[Point-based annotation data]
━━━━━━

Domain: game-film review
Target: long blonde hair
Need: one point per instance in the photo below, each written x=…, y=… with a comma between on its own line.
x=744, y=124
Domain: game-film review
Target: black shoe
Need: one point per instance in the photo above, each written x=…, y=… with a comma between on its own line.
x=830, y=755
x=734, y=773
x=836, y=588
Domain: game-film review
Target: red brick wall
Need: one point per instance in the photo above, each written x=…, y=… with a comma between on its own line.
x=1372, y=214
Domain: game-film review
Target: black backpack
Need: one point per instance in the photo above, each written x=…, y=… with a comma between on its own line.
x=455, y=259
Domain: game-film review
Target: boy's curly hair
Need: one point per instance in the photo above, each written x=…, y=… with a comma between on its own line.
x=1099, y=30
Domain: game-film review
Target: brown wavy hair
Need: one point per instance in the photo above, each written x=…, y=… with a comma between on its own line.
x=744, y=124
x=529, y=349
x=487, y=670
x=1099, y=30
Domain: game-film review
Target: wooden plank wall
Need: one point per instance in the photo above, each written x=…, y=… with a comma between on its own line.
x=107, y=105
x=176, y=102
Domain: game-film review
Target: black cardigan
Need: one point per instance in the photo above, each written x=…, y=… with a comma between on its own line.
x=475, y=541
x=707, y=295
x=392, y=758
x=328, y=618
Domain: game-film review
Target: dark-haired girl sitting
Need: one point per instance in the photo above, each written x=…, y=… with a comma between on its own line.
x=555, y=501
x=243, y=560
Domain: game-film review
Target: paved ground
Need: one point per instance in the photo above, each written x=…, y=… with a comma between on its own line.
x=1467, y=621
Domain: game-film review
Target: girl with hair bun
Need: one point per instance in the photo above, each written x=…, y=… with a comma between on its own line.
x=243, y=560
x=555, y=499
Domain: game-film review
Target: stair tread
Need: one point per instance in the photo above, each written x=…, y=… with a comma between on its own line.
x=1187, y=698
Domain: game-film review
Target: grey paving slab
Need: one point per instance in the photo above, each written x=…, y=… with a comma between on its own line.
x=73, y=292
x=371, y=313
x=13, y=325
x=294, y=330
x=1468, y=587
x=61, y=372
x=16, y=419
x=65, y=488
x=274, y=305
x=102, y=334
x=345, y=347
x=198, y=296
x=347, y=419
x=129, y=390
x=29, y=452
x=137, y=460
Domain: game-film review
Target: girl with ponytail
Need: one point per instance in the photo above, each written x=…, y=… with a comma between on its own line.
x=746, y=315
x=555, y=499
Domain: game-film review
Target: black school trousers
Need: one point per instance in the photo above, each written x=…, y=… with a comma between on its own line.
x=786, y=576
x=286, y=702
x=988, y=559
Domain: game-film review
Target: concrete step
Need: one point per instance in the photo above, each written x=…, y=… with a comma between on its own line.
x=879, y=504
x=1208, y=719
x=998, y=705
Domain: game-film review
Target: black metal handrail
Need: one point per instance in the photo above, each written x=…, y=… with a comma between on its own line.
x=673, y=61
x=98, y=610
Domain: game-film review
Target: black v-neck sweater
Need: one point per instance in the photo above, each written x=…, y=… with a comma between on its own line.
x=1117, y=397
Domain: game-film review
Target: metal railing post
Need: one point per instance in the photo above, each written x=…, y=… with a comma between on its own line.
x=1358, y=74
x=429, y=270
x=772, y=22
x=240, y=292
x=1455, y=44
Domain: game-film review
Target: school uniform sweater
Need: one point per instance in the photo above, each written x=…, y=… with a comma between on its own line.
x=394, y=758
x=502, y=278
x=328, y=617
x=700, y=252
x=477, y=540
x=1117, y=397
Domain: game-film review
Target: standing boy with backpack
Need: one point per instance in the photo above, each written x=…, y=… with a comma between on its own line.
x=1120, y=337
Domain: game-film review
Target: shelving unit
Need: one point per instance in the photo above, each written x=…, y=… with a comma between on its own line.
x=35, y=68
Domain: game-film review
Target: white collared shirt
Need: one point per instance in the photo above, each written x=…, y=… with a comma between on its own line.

━━━━━━

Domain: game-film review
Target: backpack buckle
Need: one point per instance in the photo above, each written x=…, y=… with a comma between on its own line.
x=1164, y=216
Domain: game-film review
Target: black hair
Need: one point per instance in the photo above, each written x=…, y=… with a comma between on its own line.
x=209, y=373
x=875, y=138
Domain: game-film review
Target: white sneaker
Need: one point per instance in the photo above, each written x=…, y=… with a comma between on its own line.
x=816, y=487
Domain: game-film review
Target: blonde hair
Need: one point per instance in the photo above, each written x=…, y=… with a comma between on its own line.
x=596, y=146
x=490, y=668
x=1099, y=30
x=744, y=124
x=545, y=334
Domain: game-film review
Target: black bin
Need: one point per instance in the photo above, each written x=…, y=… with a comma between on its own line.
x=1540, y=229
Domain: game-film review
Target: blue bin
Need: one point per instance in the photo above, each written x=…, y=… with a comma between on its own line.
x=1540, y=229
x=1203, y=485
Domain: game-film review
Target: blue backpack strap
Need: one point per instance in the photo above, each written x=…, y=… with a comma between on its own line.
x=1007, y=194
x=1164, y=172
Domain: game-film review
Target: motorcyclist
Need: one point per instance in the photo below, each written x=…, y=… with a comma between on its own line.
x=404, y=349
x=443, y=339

━━━━━━

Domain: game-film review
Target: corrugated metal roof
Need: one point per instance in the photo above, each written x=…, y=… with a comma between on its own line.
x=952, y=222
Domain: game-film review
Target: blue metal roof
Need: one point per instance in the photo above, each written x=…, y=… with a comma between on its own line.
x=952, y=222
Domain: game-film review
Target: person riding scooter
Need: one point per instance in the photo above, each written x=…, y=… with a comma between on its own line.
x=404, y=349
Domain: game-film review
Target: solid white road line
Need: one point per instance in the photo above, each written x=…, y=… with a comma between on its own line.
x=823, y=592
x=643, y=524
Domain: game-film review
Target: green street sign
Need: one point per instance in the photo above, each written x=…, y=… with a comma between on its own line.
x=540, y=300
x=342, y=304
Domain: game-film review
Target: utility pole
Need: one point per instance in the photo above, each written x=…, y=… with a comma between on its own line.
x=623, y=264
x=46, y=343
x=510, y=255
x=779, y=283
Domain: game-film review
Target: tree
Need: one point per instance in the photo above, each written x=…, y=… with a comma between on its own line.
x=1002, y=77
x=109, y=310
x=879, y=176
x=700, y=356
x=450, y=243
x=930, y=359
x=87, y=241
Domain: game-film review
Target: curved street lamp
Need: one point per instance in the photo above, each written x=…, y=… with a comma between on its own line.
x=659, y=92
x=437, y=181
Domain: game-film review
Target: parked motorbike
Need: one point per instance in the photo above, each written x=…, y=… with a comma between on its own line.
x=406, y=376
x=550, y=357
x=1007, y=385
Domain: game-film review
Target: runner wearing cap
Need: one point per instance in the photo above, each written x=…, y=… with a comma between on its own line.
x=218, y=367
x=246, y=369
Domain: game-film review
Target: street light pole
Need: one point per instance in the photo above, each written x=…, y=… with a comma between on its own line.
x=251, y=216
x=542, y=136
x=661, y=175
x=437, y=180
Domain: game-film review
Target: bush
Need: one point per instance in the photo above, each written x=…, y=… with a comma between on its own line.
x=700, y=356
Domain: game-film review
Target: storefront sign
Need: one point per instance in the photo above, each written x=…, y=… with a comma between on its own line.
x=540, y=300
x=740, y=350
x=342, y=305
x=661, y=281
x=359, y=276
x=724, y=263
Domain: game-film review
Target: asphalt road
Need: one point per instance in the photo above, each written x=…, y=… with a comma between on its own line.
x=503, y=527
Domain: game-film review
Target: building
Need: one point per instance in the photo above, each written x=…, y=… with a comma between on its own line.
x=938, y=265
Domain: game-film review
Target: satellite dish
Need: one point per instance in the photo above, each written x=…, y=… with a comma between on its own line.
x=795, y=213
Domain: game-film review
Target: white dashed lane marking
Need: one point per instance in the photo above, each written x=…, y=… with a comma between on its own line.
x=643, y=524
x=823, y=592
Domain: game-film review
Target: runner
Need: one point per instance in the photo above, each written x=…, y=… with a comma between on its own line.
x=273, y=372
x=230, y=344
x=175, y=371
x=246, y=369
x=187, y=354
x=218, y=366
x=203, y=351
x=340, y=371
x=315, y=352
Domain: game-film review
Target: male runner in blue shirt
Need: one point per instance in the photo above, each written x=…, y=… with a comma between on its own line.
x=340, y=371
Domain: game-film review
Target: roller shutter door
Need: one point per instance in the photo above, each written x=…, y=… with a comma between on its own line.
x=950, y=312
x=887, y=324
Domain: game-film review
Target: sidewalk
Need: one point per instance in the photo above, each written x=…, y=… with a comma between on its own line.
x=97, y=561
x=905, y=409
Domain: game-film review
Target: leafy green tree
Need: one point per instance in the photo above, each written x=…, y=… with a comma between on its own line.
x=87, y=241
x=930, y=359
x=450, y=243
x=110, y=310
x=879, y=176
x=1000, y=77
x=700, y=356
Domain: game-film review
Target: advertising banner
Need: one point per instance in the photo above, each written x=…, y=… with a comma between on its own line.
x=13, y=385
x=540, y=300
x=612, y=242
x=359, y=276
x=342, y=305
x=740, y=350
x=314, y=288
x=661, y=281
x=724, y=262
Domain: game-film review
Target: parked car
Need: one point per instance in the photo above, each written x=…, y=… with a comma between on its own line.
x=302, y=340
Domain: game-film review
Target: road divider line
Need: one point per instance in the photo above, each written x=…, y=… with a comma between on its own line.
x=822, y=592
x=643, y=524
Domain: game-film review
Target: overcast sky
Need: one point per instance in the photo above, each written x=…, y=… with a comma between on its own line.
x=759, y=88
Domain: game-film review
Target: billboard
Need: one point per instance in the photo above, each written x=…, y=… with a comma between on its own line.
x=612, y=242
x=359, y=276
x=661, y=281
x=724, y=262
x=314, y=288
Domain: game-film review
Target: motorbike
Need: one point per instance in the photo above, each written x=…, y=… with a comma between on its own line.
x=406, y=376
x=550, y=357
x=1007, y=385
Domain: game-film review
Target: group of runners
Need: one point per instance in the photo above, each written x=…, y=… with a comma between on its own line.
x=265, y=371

━━━━━━

* [The request]
Count the lines in the data above that contain the word "wall", and give only that number.

* [Result]
2